■ DATA EXCERPTS ■
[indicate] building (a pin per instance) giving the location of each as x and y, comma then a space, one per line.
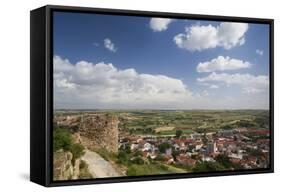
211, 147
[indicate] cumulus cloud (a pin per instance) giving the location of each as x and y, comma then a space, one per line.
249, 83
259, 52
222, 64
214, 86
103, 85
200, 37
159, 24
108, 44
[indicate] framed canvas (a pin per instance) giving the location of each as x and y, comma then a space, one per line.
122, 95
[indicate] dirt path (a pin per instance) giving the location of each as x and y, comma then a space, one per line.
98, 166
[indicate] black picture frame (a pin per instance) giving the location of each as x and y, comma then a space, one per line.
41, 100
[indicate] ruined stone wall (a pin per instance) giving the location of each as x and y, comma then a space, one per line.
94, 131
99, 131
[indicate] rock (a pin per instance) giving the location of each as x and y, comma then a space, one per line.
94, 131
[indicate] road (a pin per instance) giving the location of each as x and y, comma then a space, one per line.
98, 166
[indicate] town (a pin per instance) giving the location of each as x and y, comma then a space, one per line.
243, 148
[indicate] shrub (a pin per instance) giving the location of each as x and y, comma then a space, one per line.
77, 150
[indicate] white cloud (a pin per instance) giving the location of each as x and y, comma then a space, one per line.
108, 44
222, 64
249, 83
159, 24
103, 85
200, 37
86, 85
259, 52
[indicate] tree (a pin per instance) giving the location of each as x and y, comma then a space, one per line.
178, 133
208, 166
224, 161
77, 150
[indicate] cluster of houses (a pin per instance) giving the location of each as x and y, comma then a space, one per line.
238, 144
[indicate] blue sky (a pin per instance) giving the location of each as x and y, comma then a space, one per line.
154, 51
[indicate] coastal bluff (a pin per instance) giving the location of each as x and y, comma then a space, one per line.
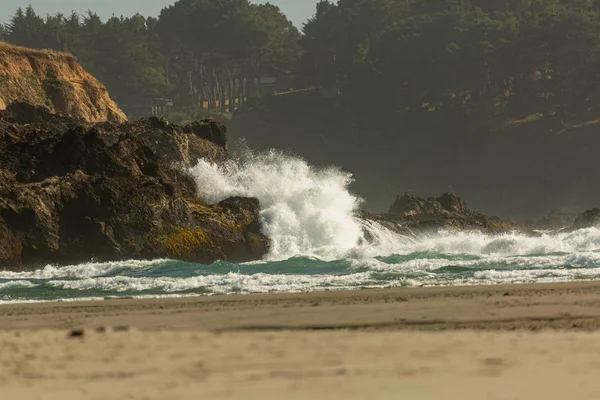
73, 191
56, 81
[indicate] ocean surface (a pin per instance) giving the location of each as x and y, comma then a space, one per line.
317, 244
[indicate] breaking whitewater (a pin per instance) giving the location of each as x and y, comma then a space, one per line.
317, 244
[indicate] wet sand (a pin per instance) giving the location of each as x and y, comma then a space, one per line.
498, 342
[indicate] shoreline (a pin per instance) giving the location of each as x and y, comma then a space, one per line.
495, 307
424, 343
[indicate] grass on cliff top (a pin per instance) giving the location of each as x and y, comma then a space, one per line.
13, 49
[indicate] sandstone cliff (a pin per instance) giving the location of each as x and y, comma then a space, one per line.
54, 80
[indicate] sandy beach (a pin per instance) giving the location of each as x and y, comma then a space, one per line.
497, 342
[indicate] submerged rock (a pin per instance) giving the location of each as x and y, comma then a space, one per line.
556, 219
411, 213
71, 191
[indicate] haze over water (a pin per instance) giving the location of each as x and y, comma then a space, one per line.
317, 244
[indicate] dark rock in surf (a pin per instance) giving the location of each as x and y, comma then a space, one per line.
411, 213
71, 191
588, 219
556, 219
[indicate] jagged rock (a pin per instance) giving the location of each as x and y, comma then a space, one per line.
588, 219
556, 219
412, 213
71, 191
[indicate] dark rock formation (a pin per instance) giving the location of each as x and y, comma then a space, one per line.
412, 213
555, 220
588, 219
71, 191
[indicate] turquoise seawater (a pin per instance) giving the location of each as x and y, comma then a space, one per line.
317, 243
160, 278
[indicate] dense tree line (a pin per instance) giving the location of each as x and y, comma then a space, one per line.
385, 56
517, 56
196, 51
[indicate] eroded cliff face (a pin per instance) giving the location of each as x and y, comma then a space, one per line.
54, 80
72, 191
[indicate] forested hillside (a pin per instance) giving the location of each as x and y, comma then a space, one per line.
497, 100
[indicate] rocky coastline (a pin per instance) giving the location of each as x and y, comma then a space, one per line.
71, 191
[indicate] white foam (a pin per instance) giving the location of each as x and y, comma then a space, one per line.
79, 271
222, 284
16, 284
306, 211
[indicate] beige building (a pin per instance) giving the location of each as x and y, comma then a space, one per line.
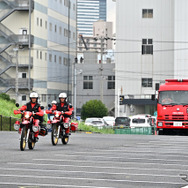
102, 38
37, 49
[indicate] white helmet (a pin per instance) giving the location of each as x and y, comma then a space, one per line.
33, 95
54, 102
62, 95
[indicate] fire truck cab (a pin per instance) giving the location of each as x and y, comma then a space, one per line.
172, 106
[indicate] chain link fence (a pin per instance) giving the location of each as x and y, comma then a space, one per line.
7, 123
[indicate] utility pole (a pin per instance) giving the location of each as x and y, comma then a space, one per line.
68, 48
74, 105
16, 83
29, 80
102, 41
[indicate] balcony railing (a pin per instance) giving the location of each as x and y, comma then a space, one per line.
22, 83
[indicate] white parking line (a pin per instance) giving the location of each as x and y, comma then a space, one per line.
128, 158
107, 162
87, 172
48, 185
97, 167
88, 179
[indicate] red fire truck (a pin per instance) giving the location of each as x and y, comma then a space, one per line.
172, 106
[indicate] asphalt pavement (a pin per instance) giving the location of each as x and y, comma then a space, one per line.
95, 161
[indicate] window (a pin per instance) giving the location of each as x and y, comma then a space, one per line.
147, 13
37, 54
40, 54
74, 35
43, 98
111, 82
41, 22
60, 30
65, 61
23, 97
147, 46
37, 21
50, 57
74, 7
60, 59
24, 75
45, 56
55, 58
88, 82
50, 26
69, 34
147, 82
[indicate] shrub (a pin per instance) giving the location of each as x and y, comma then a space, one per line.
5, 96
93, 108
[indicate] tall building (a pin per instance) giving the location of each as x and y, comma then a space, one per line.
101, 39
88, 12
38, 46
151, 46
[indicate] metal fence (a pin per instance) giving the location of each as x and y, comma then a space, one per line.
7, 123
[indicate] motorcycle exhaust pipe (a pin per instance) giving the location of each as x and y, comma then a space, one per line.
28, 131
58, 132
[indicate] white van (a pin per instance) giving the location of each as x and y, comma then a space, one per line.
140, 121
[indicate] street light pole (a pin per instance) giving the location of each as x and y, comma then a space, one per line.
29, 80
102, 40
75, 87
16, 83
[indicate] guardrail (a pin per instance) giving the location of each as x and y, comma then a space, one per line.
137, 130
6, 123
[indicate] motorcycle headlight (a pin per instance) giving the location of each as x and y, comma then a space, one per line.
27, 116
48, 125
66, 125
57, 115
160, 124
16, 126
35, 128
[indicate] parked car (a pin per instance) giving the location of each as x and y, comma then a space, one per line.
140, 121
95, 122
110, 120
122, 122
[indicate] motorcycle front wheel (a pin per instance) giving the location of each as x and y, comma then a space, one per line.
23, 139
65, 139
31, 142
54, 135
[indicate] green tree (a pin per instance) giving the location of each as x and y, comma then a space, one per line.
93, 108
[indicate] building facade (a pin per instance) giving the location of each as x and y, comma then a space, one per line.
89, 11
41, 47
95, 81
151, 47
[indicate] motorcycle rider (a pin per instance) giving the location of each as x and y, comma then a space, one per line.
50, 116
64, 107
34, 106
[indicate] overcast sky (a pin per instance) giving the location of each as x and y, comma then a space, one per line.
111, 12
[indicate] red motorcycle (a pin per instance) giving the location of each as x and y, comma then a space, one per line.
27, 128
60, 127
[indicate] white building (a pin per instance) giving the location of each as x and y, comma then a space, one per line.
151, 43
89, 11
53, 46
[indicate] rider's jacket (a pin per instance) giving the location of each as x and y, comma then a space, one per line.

■ WORK REQUIRED ■
A word-for-word restatement of the records above from the line containing "[indicate] red motorcycle" to their final line is all the answer should hold.

■ EXPECTED ANSWER ■
[indicate] red motorcycle (a pin per instance) giving the location of each as x and y, comma then a space, one per line.
27, 128
60, 127
[indicate] white building (a pin per instance) giving the location of each as x and y, comma then a space, one per line.
151, 43
89, 11
53, 46
[indicate] rider's jacket (a pin per instance) giving the location of each as x and y, comma then a space, one per line.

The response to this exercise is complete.